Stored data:
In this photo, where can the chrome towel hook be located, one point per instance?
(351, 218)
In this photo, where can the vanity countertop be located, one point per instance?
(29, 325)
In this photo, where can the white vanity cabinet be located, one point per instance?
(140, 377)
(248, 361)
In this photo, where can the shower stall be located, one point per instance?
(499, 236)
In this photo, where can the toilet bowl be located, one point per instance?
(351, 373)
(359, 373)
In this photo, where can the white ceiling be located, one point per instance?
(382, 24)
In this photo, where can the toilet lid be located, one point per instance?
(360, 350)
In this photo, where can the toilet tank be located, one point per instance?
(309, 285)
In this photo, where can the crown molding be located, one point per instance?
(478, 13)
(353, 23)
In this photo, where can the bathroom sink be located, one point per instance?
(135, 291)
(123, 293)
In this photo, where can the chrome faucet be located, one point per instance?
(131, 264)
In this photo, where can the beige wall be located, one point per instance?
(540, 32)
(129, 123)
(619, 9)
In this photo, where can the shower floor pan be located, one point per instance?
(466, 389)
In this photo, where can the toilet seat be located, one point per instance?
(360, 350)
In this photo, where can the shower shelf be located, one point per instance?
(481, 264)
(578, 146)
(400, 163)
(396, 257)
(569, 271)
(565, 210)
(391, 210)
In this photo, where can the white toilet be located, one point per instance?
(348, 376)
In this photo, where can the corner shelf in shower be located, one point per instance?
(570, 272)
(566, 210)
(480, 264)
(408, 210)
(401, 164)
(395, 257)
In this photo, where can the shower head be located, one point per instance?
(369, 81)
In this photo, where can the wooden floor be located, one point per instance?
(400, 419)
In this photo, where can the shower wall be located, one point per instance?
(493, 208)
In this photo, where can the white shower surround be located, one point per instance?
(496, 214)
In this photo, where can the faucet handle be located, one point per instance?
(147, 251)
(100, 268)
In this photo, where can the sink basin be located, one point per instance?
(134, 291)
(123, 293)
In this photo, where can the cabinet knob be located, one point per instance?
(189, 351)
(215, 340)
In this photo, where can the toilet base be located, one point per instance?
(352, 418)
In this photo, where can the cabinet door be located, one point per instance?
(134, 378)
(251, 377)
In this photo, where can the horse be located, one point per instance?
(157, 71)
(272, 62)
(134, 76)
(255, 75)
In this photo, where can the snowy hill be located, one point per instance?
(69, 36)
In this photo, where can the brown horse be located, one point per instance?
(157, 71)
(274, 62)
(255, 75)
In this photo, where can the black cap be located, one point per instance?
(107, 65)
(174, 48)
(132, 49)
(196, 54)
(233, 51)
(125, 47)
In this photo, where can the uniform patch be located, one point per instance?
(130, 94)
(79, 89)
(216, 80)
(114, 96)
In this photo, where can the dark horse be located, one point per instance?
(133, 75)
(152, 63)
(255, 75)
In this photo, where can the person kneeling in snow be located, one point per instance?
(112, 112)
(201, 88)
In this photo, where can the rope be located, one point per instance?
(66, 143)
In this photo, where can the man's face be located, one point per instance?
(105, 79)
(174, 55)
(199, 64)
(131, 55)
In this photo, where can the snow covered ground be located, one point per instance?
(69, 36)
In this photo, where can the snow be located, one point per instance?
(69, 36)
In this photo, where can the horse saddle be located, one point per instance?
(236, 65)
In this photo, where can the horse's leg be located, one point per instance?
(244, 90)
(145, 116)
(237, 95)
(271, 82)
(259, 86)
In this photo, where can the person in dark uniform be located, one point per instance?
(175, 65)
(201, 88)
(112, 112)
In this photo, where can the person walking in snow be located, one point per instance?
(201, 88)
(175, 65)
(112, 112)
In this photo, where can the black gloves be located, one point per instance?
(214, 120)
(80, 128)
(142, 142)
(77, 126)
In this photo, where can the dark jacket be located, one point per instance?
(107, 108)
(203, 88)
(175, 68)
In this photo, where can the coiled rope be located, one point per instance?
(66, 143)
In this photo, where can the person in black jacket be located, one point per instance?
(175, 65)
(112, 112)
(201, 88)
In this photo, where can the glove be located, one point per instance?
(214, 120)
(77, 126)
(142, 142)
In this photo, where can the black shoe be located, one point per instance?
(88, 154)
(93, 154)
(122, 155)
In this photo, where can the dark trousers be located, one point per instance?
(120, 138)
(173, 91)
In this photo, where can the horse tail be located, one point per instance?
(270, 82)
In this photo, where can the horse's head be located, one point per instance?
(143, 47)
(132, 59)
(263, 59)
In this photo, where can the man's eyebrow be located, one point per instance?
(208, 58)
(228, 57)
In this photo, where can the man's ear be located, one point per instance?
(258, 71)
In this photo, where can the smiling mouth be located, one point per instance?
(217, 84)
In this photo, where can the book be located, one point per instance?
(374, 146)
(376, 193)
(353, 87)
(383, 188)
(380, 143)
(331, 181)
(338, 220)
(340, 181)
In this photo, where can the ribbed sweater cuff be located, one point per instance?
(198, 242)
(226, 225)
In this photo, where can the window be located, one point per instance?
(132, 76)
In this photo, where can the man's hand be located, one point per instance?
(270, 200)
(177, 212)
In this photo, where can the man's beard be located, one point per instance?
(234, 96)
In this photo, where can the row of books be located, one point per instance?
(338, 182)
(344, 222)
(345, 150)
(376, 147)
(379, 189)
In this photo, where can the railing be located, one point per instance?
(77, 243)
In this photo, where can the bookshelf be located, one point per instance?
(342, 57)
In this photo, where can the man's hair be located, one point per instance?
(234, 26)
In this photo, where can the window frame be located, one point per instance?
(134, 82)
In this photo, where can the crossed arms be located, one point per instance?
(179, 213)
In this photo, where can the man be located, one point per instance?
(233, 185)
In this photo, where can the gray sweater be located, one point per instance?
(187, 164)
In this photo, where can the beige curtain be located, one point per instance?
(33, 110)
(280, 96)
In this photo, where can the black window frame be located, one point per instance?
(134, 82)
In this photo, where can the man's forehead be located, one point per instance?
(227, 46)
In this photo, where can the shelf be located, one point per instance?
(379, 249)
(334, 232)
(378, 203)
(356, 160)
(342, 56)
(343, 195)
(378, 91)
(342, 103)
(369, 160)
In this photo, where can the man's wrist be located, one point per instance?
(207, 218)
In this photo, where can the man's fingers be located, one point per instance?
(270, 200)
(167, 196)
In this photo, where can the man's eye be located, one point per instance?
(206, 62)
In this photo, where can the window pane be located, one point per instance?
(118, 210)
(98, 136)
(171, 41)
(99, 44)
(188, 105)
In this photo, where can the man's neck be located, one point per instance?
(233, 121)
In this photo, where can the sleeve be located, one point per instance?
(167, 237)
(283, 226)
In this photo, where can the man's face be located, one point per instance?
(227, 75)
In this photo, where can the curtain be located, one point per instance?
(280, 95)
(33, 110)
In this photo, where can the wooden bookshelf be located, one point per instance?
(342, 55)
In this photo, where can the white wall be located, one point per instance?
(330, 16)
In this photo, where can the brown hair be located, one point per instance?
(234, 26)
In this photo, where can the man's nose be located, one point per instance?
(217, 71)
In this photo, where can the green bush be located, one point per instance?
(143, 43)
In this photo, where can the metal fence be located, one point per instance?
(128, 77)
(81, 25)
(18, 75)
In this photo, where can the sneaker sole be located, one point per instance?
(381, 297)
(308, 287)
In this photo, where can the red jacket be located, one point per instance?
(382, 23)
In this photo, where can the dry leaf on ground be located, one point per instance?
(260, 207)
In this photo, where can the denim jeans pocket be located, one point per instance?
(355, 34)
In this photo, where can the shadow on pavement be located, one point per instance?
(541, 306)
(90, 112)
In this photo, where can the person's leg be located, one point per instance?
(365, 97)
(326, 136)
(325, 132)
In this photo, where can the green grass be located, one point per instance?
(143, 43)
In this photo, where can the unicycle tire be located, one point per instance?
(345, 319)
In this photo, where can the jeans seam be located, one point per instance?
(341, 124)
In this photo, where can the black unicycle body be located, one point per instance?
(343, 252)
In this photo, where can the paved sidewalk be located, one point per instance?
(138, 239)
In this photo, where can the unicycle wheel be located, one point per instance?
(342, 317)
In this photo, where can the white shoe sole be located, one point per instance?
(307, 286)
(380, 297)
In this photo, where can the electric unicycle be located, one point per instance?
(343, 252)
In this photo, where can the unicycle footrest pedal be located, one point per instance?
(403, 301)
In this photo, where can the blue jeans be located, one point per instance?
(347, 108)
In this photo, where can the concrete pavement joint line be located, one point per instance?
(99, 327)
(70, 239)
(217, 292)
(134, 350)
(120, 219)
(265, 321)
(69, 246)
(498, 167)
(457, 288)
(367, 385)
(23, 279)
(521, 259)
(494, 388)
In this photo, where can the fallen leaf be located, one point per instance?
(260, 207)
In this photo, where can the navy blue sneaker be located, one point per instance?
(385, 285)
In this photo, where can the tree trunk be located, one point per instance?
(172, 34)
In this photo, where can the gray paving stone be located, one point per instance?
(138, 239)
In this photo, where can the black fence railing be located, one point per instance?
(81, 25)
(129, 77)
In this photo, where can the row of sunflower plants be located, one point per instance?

* _SET EXERCISE_:
Reproduce the rows from the line containing "In this photo, where can the tree" through the end of the rows, requests included, multiplying every point coordinate in the answers by 1.55 and rounding each result to the nearest whole number, with halves rounded up.

* _RESPONSE FOR THIS EXERCISE_:
In this photo, where can the tree trunk be located, one point per instance?
(267, 53)
In this photo, where can the gray paving stone be located, one point per instance?
(214, 370)
In this photo, where can the black fence railing be located, one point per instance?
(126, 39)
(200, 119)
In this photo, where can the row of sunflower plants be located, one point per instance?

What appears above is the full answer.